Referring expression pointing data -
= = = =

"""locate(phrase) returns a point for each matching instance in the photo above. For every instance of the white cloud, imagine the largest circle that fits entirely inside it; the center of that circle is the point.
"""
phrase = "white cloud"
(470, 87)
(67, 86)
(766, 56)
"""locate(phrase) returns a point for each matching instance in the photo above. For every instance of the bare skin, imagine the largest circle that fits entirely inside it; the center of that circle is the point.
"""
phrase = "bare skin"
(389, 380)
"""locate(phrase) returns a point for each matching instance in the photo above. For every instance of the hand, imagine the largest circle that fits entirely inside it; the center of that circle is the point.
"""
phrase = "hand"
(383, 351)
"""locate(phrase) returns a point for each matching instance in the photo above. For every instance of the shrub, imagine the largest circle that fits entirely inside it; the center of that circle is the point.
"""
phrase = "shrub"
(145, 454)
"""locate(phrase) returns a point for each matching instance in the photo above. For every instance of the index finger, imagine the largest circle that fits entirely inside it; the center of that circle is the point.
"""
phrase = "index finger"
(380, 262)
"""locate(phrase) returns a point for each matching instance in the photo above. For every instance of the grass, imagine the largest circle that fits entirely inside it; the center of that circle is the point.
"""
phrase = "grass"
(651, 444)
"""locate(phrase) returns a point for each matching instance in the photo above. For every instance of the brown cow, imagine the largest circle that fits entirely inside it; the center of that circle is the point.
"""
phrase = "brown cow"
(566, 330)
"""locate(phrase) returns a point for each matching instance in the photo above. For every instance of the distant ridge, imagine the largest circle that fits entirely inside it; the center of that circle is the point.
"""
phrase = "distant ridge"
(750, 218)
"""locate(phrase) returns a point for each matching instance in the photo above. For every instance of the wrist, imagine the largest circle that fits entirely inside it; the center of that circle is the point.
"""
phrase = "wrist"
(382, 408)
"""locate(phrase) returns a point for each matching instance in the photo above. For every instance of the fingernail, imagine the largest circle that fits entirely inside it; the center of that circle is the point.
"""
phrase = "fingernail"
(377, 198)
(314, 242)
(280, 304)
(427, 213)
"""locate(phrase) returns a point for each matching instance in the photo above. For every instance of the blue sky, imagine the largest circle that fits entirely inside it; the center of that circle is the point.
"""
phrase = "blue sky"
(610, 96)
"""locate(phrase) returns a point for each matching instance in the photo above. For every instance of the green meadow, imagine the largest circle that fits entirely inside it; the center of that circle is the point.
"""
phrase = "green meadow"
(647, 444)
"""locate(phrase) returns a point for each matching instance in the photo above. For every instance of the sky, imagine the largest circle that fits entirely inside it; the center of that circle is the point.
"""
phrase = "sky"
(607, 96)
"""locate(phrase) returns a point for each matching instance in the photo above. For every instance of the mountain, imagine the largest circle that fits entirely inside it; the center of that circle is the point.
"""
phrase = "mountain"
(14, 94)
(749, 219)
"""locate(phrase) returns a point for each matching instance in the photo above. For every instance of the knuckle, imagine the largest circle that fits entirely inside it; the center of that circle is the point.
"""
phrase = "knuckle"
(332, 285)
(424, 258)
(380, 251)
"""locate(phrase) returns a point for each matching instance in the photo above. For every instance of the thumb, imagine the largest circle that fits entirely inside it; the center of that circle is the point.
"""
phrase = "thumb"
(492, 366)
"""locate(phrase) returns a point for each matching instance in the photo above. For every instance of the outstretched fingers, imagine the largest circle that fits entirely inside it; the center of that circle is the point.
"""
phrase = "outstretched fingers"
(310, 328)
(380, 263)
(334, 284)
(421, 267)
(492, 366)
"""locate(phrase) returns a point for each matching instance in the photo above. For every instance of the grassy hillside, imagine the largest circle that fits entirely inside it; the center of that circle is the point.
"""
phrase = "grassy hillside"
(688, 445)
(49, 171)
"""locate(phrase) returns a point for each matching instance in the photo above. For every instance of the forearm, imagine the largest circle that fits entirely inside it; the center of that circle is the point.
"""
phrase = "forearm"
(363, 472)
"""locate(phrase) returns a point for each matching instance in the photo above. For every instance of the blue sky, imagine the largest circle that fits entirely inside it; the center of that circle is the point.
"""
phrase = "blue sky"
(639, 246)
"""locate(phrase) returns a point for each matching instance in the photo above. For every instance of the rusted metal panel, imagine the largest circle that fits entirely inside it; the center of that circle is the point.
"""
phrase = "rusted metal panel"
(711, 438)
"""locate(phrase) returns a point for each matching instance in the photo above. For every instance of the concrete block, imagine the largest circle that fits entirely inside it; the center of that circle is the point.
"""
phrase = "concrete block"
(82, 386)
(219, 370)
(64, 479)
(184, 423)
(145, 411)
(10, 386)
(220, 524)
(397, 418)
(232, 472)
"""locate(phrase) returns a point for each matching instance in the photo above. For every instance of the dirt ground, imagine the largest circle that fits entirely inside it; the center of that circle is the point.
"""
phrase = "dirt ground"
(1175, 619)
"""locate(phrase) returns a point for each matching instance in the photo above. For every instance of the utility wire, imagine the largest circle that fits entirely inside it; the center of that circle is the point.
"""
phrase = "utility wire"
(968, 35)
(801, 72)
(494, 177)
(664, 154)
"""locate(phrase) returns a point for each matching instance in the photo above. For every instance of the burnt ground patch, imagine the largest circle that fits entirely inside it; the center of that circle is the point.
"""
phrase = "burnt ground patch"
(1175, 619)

= = = =

Work required - Retyping the data above exactly and in full is the task.

Response for this exercise -
"""locate(phrase) returns a point for each matching instance in the photo above. For every instance of the white cloud, imagine the largest circle that fits entirely inside it; the center of that circle is the point.
"""
phrase = "white cloud"
(470, 87)
(67, 86)
(766, 56)
"""locate(phrase) returns a point for each matching instance in the photo above. For every instance of the bare skin, imagine the largest circle that fits entirely inside it; the center of that circle is the point.
"""
phrase = "bare skin"
(389, 380)
"""locate(phrase) returns a point for each matching instance in the photo above. For every instance of the hand, imagine the largest circle that fits entirely inside it; the center of that circle is the point.
"""
phrase = "hand"
(383, 351)
"""locate(phrase) returns a point for each matching instance in the photo above. For every instance of the shrub, imagine the largest circle that fits entirely inside it; the center of that circle is the point.
"""
phrase = "shrub"
(145, 454)
"""locate(phrase) returns a point for each matching instance in the photo above. For every instance of the index finger, imagine the largest circle that fits entirely inside it; the center of that circle is the point.
"""
phrase = "index finger"
(380, 262)
"""locate(phrase) returns a point for each matching instance in the photo above. For every instance of the grass, imagine the largest circle that fits entirely inside it; the center of that circle is the point.
"""
phrase = "grass"
(651, 444)
"""locate(phrase) returns a point for each matching instance in the photo above. For every instance of the brown cow, imagine the largest circle that fits entirely inside it; the center of that circle is the point.
"""
phrase = "brown cow"
(566, 330)
"""locate(phrase) returns a point for each matching instance in the photo above. For every instance of the distant ridge, imagine the largest circle that fits entirely inside it; the center of that circle is the point.
"""
phrase = "distant ridge"
(750, 218)
"""locate(phrase) returns a point for each matching instance in the photo above. For every instance of the wrist, imagine the largest circle that fits entirely inside it; the center of that circle is the point.
"""
phrase = "wrist"
(382, 408)
"""locate(phrase) returns a point for each matching instance in the photo above. For every instance of the fingernail, imagine the largest circle that fits entirely inside it; the center of that circle is the point.
"""
phrase = "fingernail"
(377, 198)
(314, 242)
(280, 304)
(427, 213)
"""locate(phrase) returns a point for each matching instance in the photo above. For every instance of the blue sky, imagine the largest circle that fits entirely inside it; the center of that circle is the point.
"""
phrase = "blue sky"
(610, 96)
"""locate(phrase) returns a point for each matching instance in the photo above. For every instance of the green meadow, imagine the largest circle that fits entirely inside it; the center of that circle is the point.
"""
phrase = "green meadow"
(647, 444)
"""locate(phrase) returns a point for each matching instance in the photo above. For every instance of the sky, imagine the largest circle that fits entirely inside it; the center of that circle is the point.
"""
phrase = "sky"
(607, 96)
"""locate(phrase) returns a point for each matching instance in the photo above. For every instance of the mountain, imagine the largest circle that fits entirely inside it; the center of that circle is the point.
"""
phrase = "mountain"
(14, 94)
(749, 219)
"""locate(phrase) returns a point for each matching instance in the photo above. For every instance of the knuckle, imagine the largest circle that fits entirely inside it; the center of that circle is the point.
"""
phrase = "knuckle"
(332, 285)
(424, 258)
(380, 251)
"""locate(phrase) returns a point for each matching instance in the photo above. For every instance of the thumb, imagine the largest circle that fits entirely inside it; the center of that circle is the point.
"""
phrase = "thumb"
(492, 366)
"""locate(phrase) returns a point for each matching instance in the photo above. For every instance of the outstretched fingers, imagine the largest circle that fits entirely inside it; the center of that circle is the point.
"""
phrase = "outstretched fingers"
(310, 328)
(380, 263)
(334, 284)
(421, 267)
(492, 366)
"""locate(phrase) returns a point for each matching instance in the photo above. For every instance of the grassy hillside, imagine the largest circle that fits entirely inside it; the center of that circle is the point.
"""
phrase = "grassy hillside"
(688, 445)
(49, 171)
"""locate(phrase) returns a point for each matching instance in the photo above. For every instance of the forearm, imagine the largest circle that fits entirely inside it; the center of that circle is the point.
"""
phrase = "forearm"
(363, 472)
"""locate(phrase) returns a point for each matching instance in the photo above. For every instance of the blue sky, imagine the largest circle that fits entirely inside it; the center of that circle is the point.
"""
phrase = "blue sky"
(639, 246)
"""locate(phrase) returns a point for each matching instance in the photo above. For every instance of the rusted metal panel, imagine the largest circle that fits entirely inside it; the center of that circle is the point.
"""
phrase = "rusted metal panel"
(711, 438)
"""locate(phrase) returns a point for each matching instance in the photo above. For every instance of the concrete block, imagine the largest circle that fits entirely inside it; the center of that circle is the point.
"""
phrase = "concrete block"
(82, 386)
(219, 370)
(64, 479)
(184, 423)
(145, 411)
(10, 386)
(220, 524)
(397, 418)
(232, 472)
"""locate(phrase) returns a point for each matching instance in the photo above. For every instance of the dirt ground, imagine the largest circle that fits entirely inside it; the center of that circle is the point.
"""
phrase = "dirt ground"
(1175, 619)
"""locate(phrase) returns a point for each matching instance in the photo above. For every instance of the utility wire, imagine the largest circle that fits entirely inside it; the center of that circle is the point.
"""
phrase = "utility wire"
(968, 35)
(801, 72)
(494, 177)
(664, 154)
"""locate(phrase) returns a point for each matching instance in the photo above. For every instance of the burnt ground patch, imagine the largest circle that fits entirely inside it; the center of that circle is the point.
"""
phrase = "burnt ground patch"
(1175, 619)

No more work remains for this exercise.